Back on campus after that conference, Christina ran into the chair of Harvard’s Department of Music and repeated the question to her. “Nothing yet, I don’t think,” came the reply, “but you should ask Braxton and Carol.” Professors Carol Oja and Braxton Shelley, musicologists with a shared interest in American music, agreed that The Music of Black Americans should be celebrated in its golden anniversary year.
A genre-disrupting book covering four centuries of African and African American music history, The Music of Black Americans was published in 1971, is now in its third edition and has never been out of print. Its author, Eileen Southern, would in 1976 become the first Black woman tenured in Harvard’s Faculty of Arts and Sciences. The story of Professor Southern’s extraordinary scholarship, luminous career, and difficult yet joyous life came to captivate all three initial collaborators, who, along with interested graduate students Alexander W. Cowan and Ganavya Doraiswamy, convened in late 2018 at the Eda Kuhn Loeb Music Library to share ideas.
That the Music Library has always been an integral partner in the Eileen Southern Initiative was due to Christina’s fascination with the book, and to an initial plan to focus on mounting an in-person library exhibit dedicated to Professor Southern and her legacy, with curation by students in seminars taught by Professors Oja and Shelley (Professor Shelley recently joined the faculty of Yale University).
In September 2019, the first seminar began: Professor Oja’s AmCiv 201, Classic Texts and Recent Trends in American Music Scholarship. Students were charged with choosing Harvard Library materials for the exhibit, and with filling in Professor Southern’s biography by conducting oral history interviews with those who knew her, or were inspired by her, at the 2019 AMS meeting. To support these endeavors, Harvard Library selected Christina and Professor Oja for an S.T. Lee Innovation Grant, a program intended to “fund creative partnerships between Harvard faculty and Harvard Library staff that improve access to information.” The grant provided funding for AmCiv 201 to hire videographer Nicholas Natale, who filmed them as they interviewed such luminaries of American musicology as Marva Carter, Josephine Wright and Tammy Kernodle. The grant also enabled the Eileen Southern Initiative to commission closed captions for the resulting videos, ensuring access for all to this important testimony.

▶ [Records for this exercise]
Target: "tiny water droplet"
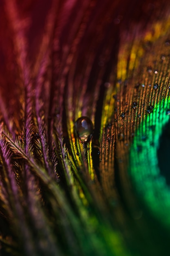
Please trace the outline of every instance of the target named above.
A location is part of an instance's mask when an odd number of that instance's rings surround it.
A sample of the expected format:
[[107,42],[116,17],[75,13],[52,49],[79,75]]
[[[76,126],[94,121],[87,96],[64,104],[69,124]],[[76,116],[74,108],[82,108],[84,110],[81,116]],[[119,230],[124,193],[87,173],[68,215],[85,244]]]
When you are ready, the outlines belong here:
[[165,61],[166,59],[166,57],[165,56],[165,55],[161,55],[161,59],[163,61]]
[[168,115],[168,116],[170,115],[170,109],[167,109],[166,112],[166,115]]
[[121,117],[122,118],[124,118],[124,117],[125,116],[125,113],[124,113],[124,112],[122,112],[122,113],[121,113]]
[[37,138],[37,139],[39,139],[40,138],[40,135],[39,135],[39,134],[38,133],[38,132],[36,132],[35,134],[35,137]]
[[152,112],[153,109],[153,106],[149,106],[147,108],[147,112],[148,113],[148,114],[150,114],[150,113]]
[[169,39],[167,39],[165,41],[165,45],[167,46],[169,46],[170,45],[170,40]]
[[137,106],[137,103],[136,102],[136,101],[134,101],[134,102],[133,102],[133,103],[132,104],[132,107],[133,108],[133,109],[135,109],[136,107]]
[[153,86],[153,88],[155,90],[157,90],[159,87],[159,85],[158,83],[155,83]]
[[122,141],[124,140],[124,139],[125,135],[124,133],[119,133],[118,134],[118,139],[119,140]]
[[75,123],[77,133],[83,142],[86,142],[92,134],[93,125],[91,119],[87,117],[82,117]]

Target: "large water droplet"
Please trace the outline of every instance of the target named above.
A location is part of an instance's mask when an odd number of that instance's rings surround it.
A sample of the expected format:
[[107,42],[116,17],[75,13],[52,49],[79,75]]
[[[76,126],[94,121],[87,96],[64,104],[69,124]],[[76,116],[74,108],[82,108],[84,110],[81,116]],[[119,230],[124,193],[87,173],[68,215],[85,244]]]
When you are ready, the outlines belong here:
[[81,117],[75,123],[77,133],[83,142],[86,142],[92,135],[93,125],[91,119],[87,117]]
...
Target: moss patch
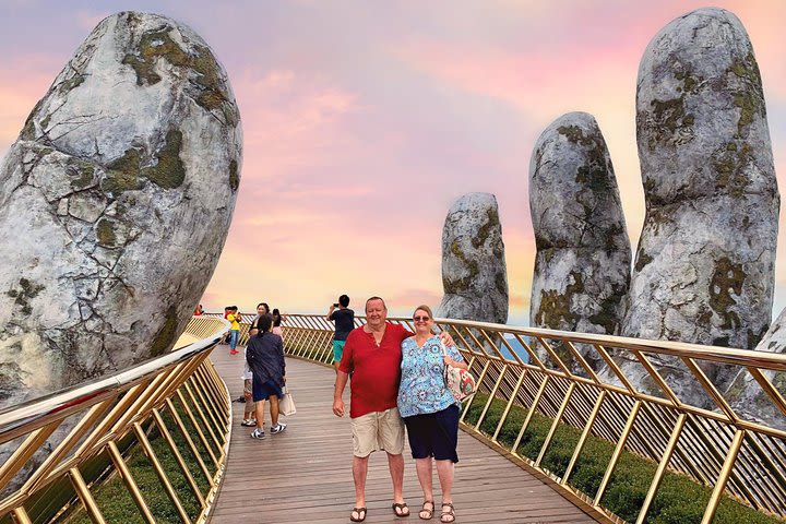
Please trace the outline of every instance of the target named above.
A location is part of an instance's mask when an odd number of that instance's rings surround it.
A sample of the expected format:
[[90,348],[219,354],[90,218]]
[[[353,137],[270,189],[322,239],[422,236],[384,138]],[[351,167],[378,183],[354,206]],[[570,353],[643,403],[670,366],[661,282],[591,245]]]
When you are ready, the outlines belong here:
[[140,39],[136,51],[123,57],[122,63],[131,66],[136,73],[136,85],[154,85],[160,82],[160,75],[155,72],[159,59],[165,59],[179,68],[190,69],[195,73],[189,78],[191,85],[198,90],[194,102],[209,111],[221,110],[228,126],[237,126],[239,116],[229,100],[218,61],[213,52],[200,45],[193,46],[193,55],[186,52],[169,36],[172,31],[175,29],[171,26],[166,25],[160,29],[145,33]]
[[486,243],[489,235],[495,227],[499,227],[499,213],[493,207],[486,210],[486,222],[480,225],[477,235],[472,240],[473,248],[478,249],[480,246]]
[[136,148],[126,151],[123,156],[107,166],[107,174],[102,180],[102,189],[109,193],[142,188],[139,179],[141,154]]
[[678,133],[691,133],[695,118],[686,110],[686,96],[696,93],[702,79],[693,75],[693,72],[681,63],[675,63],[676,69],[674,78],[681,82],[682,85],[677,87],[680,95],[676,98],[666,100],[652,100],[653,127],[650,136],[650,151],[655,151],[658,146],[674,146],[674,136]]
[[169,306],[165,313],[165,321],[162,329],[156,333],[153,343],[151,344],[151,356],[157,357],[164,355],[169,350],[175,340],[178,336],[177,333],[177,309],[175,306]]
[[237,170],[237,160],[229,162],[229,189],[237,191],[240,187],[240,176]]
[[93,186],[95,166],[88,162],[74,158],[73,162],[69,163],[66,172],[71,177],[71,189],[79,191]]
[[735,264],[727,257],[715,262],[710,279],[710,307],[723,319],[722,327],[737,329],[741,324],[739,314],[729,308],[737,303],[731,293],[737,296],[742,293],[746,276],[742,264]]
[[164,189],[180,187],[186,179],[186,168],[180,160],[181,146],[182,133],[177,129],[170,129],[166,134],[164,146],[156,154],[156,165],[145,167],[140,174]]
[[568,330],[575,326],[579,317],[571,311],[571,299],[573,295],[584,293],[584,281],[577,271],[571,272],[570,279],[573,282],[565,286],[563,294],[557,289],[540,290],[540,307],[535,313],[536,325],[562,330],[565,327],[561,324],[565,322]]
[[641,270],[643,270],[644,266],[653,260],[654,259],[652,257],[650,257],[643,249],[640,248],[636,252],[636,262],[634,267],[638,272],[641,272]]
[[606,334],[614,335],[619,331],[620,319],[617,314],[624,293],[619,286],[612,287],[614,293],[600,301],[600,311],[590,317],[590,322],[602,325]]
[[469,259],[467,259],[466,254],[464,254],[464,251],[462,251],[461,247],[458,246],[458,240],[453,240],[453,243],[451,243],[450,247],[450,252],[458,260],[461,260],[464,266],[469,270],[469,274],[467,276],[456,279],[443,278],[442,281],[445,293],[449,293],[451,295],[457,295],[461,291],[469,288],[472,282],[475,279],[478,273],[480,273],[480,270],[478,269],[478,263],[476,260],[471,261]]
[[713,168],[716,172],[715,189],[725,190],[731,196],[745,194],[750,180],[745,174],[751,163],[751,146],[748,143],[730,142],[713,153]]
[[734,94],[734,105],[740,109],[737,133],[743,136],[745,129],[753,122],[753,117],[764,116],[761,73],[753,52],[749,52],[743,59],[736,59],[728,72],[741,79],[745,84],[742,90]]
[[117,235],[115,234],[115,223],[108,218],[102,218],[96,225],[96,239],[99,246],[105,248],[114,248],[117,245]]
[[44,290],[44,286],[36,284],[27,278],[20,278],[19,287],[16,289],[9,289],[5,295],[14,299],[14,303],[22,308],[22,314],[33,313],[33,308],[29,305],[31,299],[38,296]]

▶ [Set of tasks]
**1)** In the passage on Eileen Southern, begin at the words "A genre-disrupting book" and stop after "to share ideas.", switching "luminous career" to "distinguished career".
**2)** Rewrite the records as a numbered list. Begin at the line that has "Target: moss patch" and stop after the line that has "[[90,348],[219,354],[90,218]]", including both, skipping blank lines and leaving out the pictures.

▶ [Responses per task]
**1)**
A genre-disrupting book covering four centuries of African and African American music history, The Music of Black Americans was published in 1971, is now in its third edition and has never been out of print. Its author, Eileen Southern, would in 1976 become the first Black woman tenured in Harvard’s Faculty of Arts and Sciences. The story of Professor Southern’s extraordinary scholarship, distinguished career, and difficult yet joyous life came to captivate all three initial collaborators, who, along with interested graduate students Alexander W. Cowan and Ganavya Doraiswamy, convened in late 2018 at the Eda Kuhn Loeb Music Library to share ideas.

**2)**
1. Target: moss patch
2. Please trace the outline of every instance of the target named above.
3. A location is part of an instance's mask when an odd number of that instance's rings surround it.
4. A sample of the expected format:
5. [[90,348],[219,354],[90,218]]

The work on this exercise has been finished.